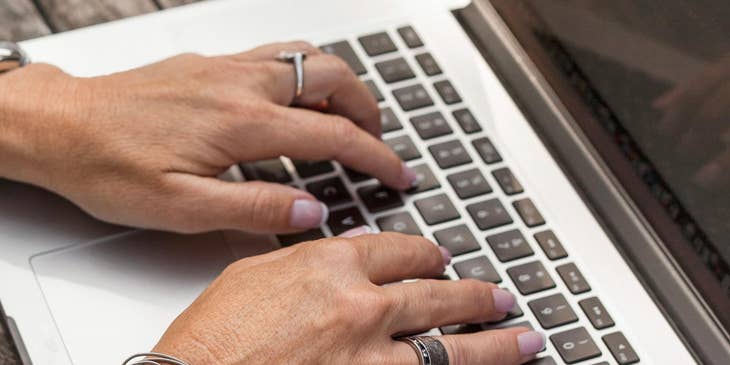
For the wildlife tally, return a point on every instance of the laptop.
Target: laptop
(542, 166)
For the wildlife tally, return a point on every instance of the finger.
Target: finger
(389, 257)
(251, 206)
(427, 304)
(510, 346)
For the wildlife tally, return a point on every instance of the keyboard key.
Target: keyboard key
(507, 181)
(343, 50)
(345, 219)
(531, 277)
(410, 37)
(269, 170)
(428, 64)
(528, 212)
(469, 183)
(550, 244)
(294, 238)
(307, 169)
(573, 278)
(436, 209)
(596, 313)
(425, 180)
(377, 44)
(388, 121)
(330, 191)
(621, 349)
(431, 125)
(449, 154)
(510, 245)
(403, 147)
(552, 311)
(466, 120)
(458, 240)
(489, 214)
(575, 345)
(399, 222)
(412, 97)
(378, 198)
(374, 90)
(477, 268)
(486, 150)
(447, 92)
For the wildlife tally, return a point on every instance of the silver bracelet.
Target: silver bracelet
(153, 358)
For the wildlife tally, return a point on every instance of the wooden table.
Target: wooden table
(26, 19)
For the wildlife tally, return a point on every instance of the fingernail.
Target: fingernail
(530, 342)
(359, 231)
(307, 213)
(504, 301)
(445, 254)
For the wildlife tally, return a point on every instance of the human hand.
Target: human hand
(144, 147)
(340, 301)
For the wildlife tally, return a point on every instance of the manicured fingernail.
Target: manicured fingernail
(504, 301)
(445, 254)
(359, 231)
(530, 342)
(307, 213)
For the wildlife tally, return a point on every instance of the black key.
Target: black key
(428, 64)
(307, 169)
(507, 181)
(431, 125)
(374, 90)
(510, 245)
(425, 180)
(550, 244)
(486, 150)
(343, 50)
(531, 277)
(528, 212)
(410, 37)
(388, 121)
(552, 311)
(330, 191)
(477, 268)
(469, 183)
(403, 147)
(268, 170)
(620, 348)
(378, 198)
(449, 154)
(399, 222)
(466, 120)
(377, 44)
(395, 70)
(573, 278)
(436, 209)
(458, 240)
(294, 238)
(575, 345)
(345, 219)
(489, 214)
(447, 92)
(596, 313)
(412, 97)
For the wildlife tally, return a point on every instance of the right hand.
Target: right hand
(341, 301)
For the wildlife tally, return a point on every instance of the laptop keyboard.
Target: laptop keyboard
(468, 199)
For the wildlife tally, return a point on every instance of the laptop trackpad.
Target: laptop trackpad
(115, 297)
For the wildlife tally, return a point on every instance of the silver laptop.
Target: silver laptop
(529, 123)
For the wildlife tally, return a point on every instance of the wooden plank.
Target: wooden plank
(71, 14)
(20, 20)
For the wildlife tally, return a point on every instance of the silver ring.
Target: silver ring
(296, 59)
(430, 350)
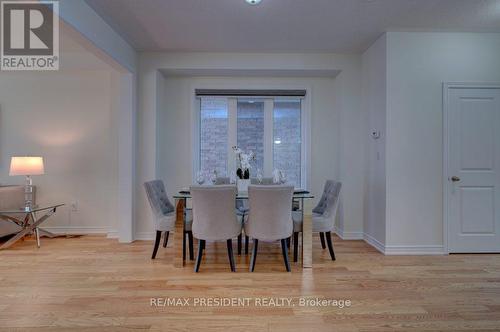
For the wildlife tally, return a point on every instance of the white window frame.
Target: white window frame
(305, 175)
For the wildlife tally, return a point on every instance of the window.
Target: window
(271, 127)
(213, 135)
(250, 131)
(287, 148)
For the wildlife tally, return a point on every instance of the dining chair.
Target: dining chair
(164, 217)
(270, 217)
(323, 217)
(241, 210)
(214, 218)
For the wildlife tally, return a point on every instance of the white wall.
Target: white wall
(346, 98)
(374, 104)
(417, 65)
(65, 117)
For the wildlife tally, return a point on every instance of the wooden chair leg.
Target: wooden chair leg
(284, 250)
(201, 246)
(191, 249)
(295, 246)
(330, 245)
(239, 245)
(230, 254)
(322, 238)
(254, 254)
(165, 240)
(157, 244)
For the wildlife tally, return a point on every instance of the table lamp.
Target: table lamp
(27, 166)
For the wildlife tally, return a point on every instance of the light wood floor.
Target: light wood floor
(97, 284)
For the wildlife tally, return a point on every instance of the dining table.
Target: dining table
(299, 196)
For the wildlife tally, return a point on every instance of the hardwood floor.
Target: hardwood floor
(96, 284)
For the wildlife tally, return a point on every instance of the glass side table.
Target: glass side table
(28, 221)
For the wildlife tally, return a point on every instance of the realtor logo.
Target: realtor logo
(30, 35)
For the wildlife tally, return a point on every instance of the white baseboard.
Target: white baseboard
(374, 242)
(414, 250)
(348, 235)
(76, 229)
(403, 250)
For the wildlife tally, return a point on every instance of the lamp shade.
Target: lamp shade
(26, 166)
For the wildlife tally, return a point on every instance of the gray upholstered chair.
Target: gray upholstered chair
(323, 217)
(241, 210)
(270, 217)
(164, 217)
(214, 218)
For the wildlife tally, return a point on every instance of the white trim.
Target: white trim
(447, 86)
(403, 250)
(348, 235)
(414, 250)
(113, 234)
(374, 242)
(83, 230)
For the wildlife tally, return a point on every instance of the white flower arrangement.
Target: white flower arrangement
(244, 159)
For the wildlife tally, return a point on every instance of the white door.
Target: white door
(473, 170)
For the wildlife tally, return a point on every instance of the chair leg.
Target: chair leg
(157, 244)
(254, 254)
(239, 245)
(191, 249)
(330, 245)
(165, 240)
(284, 249)
(322, 238)
(230, 254)
(295, 246)
(201, 246)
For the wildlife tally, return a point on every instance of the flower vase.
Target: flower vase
(242, 184)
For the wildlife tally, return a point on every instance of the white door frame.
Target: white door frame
(447, 86)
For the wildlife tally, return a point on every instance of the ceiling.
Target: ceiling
(341, 26)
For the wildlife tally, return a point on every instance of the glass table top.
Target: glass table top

__AIM OF THE TASK__. Write the lines above out again exactly, without any of their pictures.

__SOLUTION__.
For the wildlife tally, return a point on every instance of the laptop.
Target: laptop
(542, 166)
For the wildlife tally, return a point on every instance of the finger.
Target: finger
(389, 257)
(251, 206)
(427, 304)
(510, 346)
For the wildlife tally, return a point on every instance of the keyboard key.
Target: keyboard key
(507, 181)
(343, 50)
(345, 219)
(531, 277)
(410, 37)
(269, 170)
(428, 64)
(528, 212)
(469, 183)
(550, 244)
(294, 238)
(307, 169)
(573, 278)
(436, 209)
(596, 313)
(425, 180)
(377, 44)
(388, 121)
(330, 191)
(621, 349)
(431, 125)
(449, 154)
(510, 245)
(403, 147)
(552, 311)
(466, 120)
(458, 240)
(489, 214)
(575, 345)
(399, 222)
(412, 97)
(378, 198)
(374, 90)
(477, 268)
(486, 150)
(447, 92)
For the wildlife tally, return a point on every instance of the silver bracelet.
Target: silver bracelet
(153, 358)
For the wildlife tally, return a point on every instance of the wooden table.
Target: wooden table
(26, 19)
For the wildlife tally, return a point on every instance of the fingernail.
Target: fingernail
(530, 342)
(359, 231)
(307, 213)
(504, 301)
(445, 254)
For the wildlife tally, return a point on every instance of the human hand.
Target: human hand
(144, 147)
(340, 301)
For the wildlife tally, return a point on every instance of the manicured fingernail.
Target: manicured fingernail
(504, 301)
(445, 254)
(359, 231)
(530, 342)
(307, 213)
For the wildlife tally, return a point on every instance of the black key.
Target: black key
(428, 64)
(307, 169)
(507, 181)
(431, 125)
(374, 90)
(510, 245)
(425, 180)
(550, 244)
(486, 150)
(343, 50)
(531, 277)
(528, 212)
(410, 37)
(388, 121)
(552, 311)
(330, 191)
(477, 268)
(469, 183)
(403, 147)
(268, 170)
(620, 348)
(378, 198)
(449, 154)
(399, 222)
(466, 120)
(377, 44)
(395, 70)
(573, 278)
(436, 209)
(458, 240)
(294, 238)
(575, 345)
(345, 219)
(489, 214)
(447, 92)
(596, 313)
(412, 97)
For the wildlife tally, return a point on every instance of the right hand.
Target: right hand
(341, 301)
For the wildlife tally, return a point on every instance of the laptop keyboard.
Target: laptop keyboard
(468, 199)
For the wildlife tally, return a point on every instance of the laptop trackpad.
Target: laptop trackpad
(115, 297)
For the wildlife tally, return a point on every instance of the silver laptop.
Target: silver laptop
(529, 123)
For the wildlife tally, return a point on every instance of the wooden plank.
Target: wooden plank
(71, 14)
(20, 20)
For the wildlife tally, return a point on every instance of the silver ring.
Target: silver ring
(296, 59)
(430, 350)
For the wildlife tally, return a point on every instance of the white window frame.
Target: white window frame
(305, 175)
For the wildlife tally, return a point on every instance of the window.
Target: window
(271, 127)
(213, 135)
(250, 131)
(287, 148)
For the wildlife tally, return a point on every instance of the dining chair.
Target: dining chair
(164, 217)
(270, 217)
(323, 217)
(241, 210)
(214, 218)
For the wildlife tally, return a point on every instance of the white wall.
Target: white wall
(346, 98)
(374, 104)
(417, 65)
(65, 117)
For the wildlife tally, return a point on every instance of the wooden chair leg.
Target: wooden chair leg
(284, 250)
(201, 246)
(191, 249)
(295, 246)
(330, 245)
(239, 245)
(230, 254)
(322, 238)
(254, 254)
(165, 240)
(157, 244)
For the wildlife tally, return a point on every instance of the table lamp.
Target: table lamp
(27, 166)
For the wildlife tally, return a point on every instance of the light wood floor.
Target: light wood floor
(97, 284)
For the wildlife tally, return a point on every instance of the dining table.
Target: dining table
(299, 196)
For the wildlife tally, return a point on every instance of the hardwood floor.
Target: hardwood floor
(96, 284)
For the wildlife tally, return a point on every instance of the glass side table.
Target: glass side table
(28, 221)
For the wildlife tally, return a point on every instance of the realtor logo.
Target: realtor logo
(30, 35)
For the wildlife tally, return a point on every instance of the white baseboard.
Target: white baseboard
(374, 242)
(414, 250)
(348, 235)
(76, 229)
(403, 250)
For the wildlife tally, return a point on every instance of the lamp shade.
Target: lamp shade
(26, 166)
For the wildlife tally, return a point on every instance of the gray upholstered chair.
Target: gray upholstered chair
(323, 217)
(241, 210)
(270, 217)
(164, 217)
(214, 218)
For the wildlife tally, return a point on every instance of the white trim.
Target: white trim
(447, 86)
(403, 250)
(348, 235)
(414, 250)
(113, 234)
(374, 242)
(83, 230)
For the wildlife tally, return a point on every instance of the white flower arrangement.
Target: white flower arrangement
(244, 159)
For the wildlife tally, return a point on every instance of the white door.
Target: white door
(473, 170)
For the wildlife tally, return a point on every instance of the chair leg.
Target: chair leg
(157, 244)
(254, 254)
(239, 245)
(191, 249)
(330, 245)
(165, 240)
(284, 249)
(322, 238)
(230, 254)
(295, 246)
(201, 246)
For the wildlife tally, return a point on every instance of the flower vase.
Target: flower vase
(242, 184)
For the wildlife tally, return a point on every instance of the white door frame.
Target: white door frame
(447, 86)
For the wildlife tally, return a point on every instance of the ceiling.
Target: ceiling
(341, 26)
For the wildlife tally, return a point on every instance of the glass table top.
Target: glass table top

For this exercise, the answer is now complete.